◆ **Text shown**:
Petitioners: Jail Cell Artwork In SoHo Park Is Insult To Italian-Americans
NEW YORK (CBSNewYork) — Some opponents have launched a petition demanding that Mayor Michael Bloomberg stop a replica of a Rikers Island jail cell from being mounted in Petrosino Square in SoHo, calling the exhibition an insult to Italian-Americans.
The petition, sponsored by Feast of San Gennaro board member John A. Fratta, said the park was dedicated in memory of NYPD Lt. Joseph Petrosino – who was described in the petition as “a hero who gave his life while fighting organized crime.” Petrsoino was also the founder of the NYPD Bomb Squad, the petition said.
Petrosino (1860-1909), served as leader of the NYPD Italian Squad, a group of Italian-American detectives responsible for fighting the organized crime groups whom they believed were besmirching their ethnicity. He was shot to death in 1909 in Palermo, Sicily, while on a top secret mission from the NYPD.

◆ **Source information**:
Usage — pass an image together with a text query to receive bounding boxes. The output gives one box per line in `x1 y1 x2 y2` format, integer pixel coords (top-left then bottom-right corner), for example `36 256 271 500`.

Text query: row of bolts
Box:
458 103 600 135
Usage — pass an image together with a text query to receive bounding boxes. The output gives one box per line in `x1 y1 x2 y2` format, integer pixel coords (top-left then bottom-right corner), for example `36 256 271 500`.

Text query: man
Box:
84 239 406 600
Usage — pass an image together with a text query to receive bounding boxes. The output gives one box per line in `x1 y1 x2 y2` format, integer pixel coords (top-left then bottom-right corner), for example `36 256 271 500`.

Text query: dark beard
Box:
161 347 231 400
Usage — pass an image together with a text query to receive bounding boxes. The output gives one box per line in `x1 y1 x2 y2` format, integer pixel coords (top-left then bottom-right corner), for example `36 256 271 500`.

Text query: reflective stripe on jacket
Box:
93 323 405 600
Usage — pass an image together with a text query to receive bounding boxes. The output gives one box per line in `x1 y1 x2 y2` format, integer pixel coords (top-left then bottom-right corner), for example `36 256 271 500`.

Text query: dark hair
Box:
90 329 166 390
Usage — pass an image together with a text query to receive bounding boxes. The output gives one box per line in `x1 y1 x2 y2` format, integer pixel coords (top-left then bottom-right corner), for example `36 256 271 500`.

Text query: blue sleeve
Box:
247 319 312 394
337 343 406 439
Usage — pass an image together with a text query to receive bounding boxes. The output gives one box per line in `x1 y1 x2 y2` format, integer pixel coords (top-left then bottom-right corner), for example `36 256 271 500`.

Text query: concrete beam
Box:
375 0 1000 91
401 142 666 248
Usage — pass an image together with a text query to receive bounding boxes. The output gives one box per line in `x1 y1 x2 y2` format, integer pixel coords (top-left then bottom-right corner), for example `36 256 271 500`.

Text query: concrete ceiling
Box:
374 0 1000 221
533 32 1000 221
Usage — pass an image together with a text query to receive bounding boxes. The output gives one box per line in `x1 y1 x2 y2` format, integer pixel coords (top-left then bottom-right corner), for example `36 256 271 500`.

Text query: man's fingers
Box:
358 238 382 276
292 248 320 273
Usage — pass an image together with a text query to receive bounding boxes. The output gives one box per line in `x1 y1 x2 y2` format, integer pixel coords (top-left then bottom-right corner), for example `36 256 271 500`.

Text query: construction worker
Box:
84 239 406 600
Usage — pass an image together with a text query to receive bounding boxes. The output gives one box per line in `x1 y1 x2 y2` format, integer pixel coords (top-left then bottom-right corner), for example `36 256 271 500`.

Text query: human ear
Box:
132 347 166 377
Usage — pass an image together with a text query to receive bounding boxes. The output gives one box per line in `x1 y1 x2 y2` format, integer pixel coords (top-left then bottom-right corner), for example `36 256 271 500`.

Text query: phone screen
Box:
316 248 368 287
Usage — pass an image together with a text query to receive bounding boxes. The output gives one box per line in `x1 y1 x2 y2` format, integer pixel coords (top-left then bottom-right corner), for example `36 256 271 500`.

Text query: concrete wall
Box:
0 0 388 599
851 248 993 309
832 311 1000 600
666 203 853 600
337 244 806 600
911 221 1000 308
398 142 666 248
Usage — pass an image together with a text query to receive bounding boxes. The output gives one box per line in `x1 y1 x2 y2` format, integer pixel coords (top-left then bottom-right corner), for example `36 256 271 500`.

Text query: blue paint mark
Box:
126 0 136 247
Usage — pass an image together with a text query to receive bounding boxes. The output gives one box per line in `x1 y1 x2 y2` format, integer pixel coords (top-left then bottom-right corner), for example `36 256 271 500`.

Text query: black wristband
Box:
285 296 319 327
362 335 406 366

◆ **Aim of the exercise**:
Continue the news article about the petition against the jail cell replica in Petrosino Square from where it stops.

◆ **Response area**:
“Placing this here during Italian American Heritage and Culture Month is an even larger slap in the face to our Italian-American Community,” the petition said. It went on to call on Mayor Michael Bloomberg to stop the Parks Department from going ahead with the project.
As of shortly before 11 p.m. Wednesday, the petition had 46 signatures. Its creators were seeking 1,000.
On her Web site, artist Jessica Feldman described the art installation, called The Glass Sea, as a multimedia project with looping video and sound, bricks, sand, and handwritten texts detailing the schedule of jail workers and inmates.
Feldman wrote on her Web site that The Glass Sea (2010), followed her five-month residency on Governor’s Island, and was inspired by Governor’s Island as a military prison.
The project also draws correlations with Riker’s, Randall’s and Wards, and Roosevelt islands, Feldman wrote. Riker’s Island houses the main New York City jail complex, while Randall’s and Island has two residential psychiatric facilities and Roosevelt Island houses a complex of state-run hospitals, she wrote.
For the video portion, Wright wrote she collected interviews from current and past residents narrating their schedules and experiences.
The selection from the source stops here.